_THE REQUEST_
Copy the records word for word, from their start through the line containing "[(62, 108), (97, 107)]", including that line, and leave out any pictures.

_Records from a point-labeling set_
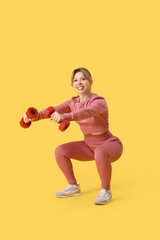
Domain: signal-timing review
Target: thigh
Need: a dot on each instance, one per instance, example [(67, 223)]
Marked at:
[(111, 148), (78, 150)]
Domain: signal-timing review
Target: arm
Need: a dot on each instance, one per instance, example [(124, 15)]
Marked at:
[(62, 108), (97, 107)]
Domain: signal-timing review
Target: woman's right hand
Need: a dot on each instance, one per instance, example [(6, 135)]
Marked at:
[(26, 119)]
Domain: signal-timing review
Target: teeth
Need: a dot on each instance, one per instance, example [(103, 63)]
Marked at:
[(80, 88)]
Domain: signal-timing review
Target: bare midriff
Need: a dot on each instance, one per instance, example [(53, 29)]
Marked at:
[(96, 133)]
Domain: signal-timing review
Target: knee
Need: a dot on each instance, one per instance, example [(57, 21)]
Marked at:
[(59, 151)]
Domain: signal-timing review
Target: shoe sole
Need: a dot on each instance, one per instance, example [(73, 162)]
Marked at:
[(75, 194), (103, 203)]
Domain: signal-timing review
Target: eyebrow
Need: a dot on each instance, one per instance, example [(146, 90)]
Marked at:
[(76, 78)]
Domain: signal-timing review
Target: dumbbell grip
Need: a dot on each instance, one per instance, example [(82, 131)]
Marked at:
[(31, 114), (63, 124)]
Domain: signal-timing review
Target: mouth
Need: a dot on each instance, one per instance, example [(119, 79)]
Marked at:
[(80, 88)]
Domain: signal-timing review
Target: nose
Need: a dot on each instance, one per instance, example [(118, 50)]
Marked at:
[(79, 82)]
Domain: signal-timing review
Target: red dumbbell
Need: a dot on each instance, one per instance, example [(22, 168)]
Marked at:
[(31, 113), (63, 124)]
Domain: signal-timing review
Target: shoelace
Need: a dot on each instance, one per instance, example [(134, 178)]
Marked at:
[(103, 193)]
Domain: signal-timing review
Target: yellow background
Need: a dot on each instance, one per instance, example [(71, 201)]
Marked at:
[(42, 42)]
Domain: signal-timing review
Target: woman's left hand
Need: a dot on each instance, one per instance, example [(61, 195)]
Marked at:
[(57, 117)]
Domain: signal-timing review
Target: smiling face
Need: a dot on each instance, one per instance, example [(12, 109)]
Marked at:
[(81, 84)]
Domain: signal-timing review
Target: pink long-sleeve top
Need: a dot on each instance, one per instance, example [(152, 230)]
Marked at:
[(91, 114)]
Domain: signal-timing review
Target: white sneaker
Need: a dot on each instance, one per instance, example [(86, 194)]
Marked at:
[(71, 190), (104, 197)]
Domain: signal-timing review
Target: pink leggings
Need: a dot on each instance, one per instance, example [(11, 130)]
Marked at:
[(104, 149)]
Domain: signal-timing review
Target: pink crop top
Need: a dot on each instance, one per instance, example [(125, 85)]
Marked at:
[(91, 114)]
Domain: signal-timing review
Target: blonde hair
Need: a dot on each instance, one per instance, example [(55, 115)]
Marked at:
[(84, 71)]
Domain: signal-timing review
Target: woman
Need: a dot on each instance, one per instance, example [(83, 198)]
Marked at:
[(90, 111)]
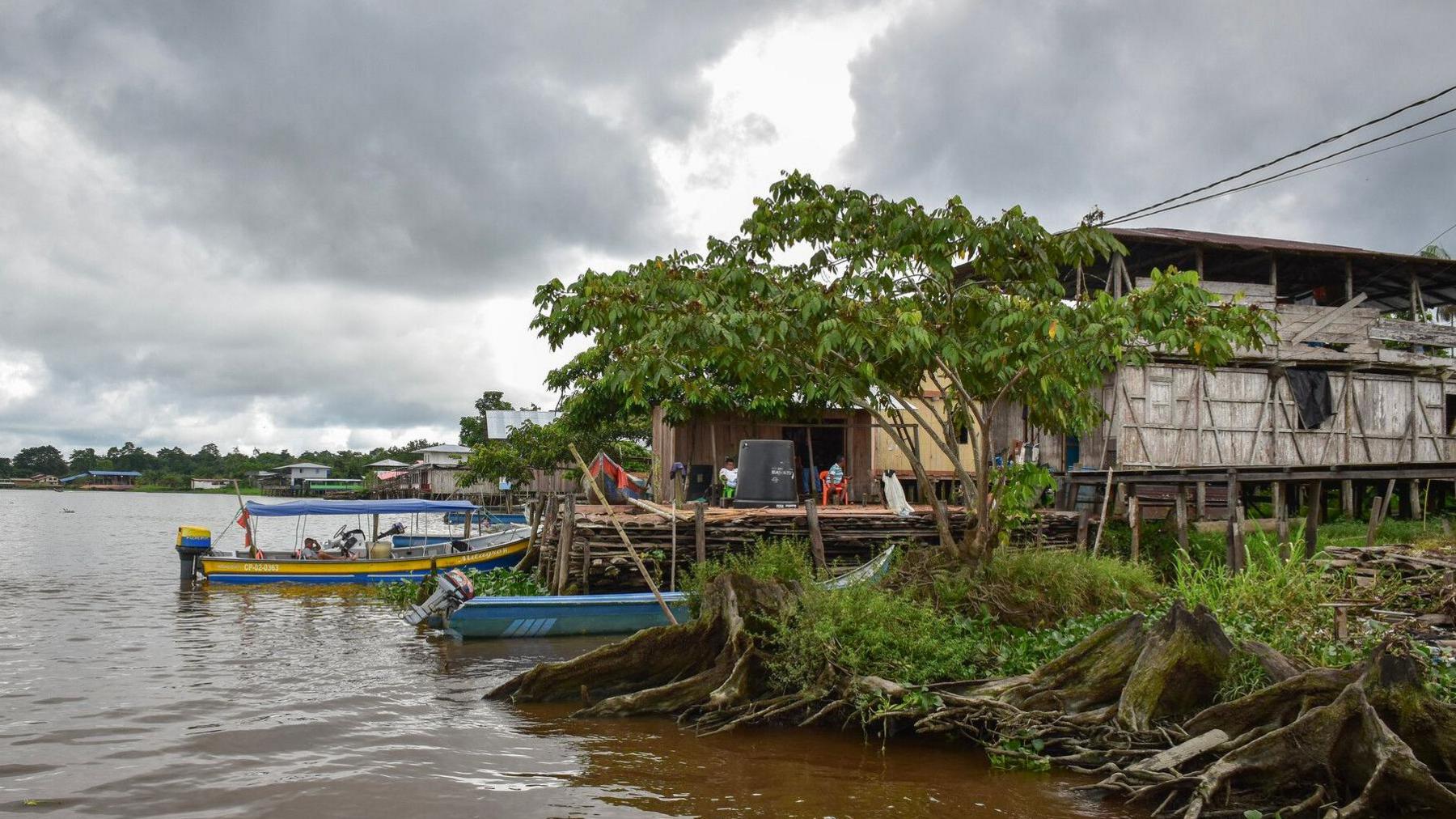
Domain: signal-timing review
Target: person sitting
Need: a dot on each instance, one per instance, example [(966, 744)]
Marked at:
[(313, 551), (728, 477), (836, 482)]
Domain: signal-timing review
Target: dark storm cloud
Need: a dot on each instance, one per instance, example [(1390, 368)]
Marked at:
[(391, 145), (1062, 107)]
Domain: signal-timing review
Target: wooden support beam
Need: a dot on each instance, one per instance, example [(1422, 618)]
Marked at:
[(568, 533), (1277, 491), (1135, 520), (1328, 320), (815, 537), (700, 529), (1234, 538), (1315, 496), (1378, 507), (1181, 516)]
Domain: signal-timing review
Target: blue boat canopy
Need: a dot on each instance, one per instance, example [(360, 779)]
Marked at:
[(402, 506)]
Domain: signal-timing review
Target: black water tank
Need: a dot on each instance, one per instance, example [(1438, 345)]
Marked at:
[(766, 475)]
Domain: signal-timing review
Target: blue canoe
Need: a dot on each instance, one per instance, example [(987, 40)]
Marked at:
[(561, 615)]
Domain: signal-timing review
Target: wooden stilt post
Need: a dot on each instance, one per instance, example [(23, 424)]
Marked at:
[(1101, 520), (1135, 520), (1181, 516), (1312, 515), (568, 535), (815, 537), (1232, 550), (1279, 493), (1378, 507), (700, 529)]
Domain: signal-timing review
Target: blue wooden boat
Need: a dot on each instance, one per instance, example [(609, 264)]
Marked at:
[(349, 557), (561, 615)]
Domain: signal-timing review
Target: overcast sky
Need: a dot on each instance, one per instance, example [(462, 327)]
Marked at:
[(320, 225)]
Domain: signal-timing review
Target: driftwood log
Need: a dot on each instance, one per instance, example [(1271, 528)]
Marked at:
[(1132, 704)]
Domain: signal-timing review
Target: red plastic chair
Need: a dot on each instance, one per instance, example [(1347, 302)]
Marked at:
[(839, 490)]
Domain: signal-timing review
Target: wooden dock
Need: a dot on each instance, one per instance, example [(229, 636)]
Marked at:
[(582, 553)]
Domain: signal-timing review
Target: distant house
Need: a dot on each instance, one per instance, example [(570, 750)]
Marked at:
[(443, 455), (112, 480), (298, 474), (498, 423)]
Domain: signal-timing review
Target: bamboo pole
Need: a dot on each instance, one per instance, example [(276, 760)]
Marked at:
[(624, 535), (815, 537), (248, 525), (1101, 520)]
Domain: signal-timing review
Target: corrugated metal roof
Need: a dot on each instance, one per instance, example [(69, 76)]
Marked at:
[(1259, 244), (498, 423)]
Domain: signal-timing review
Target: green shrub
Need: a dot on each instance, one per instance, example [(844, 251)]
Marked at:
[(1034, 586), (779, 558), (1277, 604)]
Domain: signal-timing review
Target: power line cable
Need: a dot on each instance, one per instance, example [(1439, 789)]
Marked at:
[(1365, 155), (1273, 176), (1290, 155)]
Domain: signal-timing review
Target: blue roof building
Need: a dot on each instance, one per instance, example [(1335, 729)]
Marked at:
[(105, 478)]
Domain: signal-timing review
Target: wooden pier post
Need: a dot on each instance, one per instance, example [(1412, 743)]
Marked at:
[(1234, 544), (1135, 520), (1312, 516), (815, 537), (568, 533), (1280, 494), (1181, 516), (700, 529)]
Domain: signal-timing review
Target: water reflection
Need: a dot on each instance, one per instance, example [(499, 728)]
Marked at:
[(125, 693)]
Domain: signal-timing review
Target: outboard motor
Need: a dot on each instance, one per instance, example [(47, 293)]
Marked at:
[(193, 542), (451, 591), (345, 541)]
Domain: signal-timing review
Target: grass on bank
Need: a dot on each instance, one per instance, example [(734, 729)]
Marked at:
[(929, 622)]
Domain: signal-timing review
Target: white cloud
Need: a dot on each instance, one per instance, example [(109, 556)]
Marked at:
[(779, 100)]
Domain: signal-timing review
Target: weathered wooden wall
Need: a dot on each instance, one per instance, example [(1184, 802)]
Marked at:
[(1179, 416)]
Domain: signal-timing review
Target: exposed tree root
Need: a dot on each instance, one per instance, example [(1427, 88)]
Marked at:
[(1133, 704)]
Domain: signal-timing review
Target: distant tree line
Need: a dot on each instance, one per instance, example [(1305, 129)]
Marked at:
[(174, 467)]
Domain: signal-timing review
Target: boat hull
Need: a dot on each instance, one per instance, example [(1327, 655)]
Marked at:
[(562, 615), (389, 570)]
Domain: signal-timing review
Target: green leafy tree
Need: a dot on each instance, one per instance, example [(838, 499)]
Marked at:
[(83, 460), (582, 422), (833, 296), (38, 460), (131, 456)]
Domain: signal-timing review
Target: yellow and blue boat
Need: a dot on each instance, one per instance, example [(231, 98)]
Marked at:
[(349, 555)]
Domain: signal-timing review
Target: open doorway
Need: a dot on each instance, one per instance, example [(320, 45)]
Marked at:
[(815, 451)]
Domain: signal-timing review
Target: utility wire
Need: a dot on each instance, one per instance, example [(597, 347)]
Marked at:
[(1290, 155), (1273, 176), (1361, 155)]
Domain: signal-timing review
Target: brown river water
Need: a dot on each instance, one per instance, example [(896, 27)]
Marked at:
[(125, 693)]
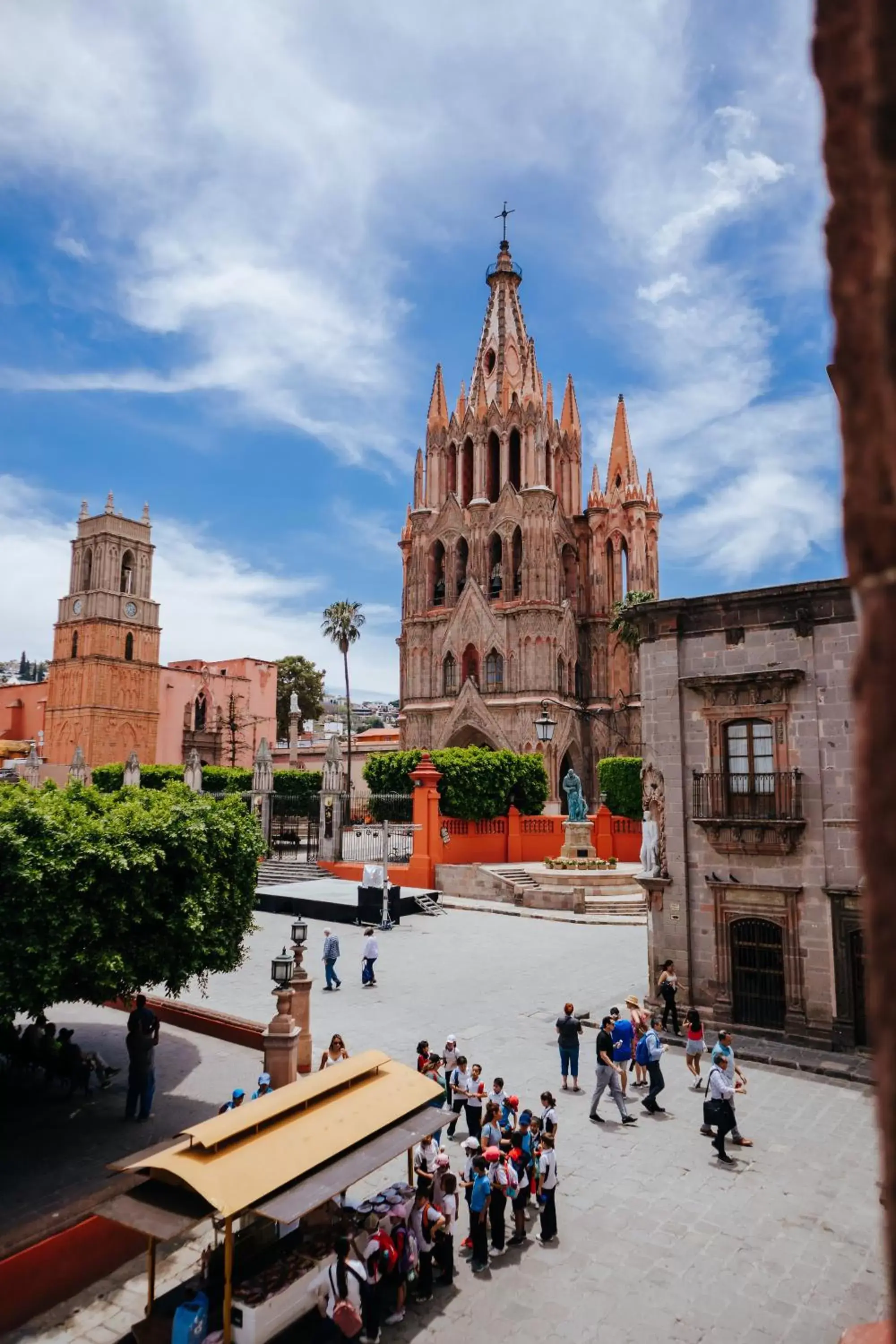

_FINISHED ANSWER_
Domain: signal-timing review
Target: thigh
Need: a dot on each instance, one per instance, example [(67, 223)]
Marked at:
[(111, 148), (78, 150)]
Domain: signal-timing review
Target: arm
Need: a dot on each instance, one per instance, example [(124, 15)]
Marked at:
[(62, 108), (97, 107)]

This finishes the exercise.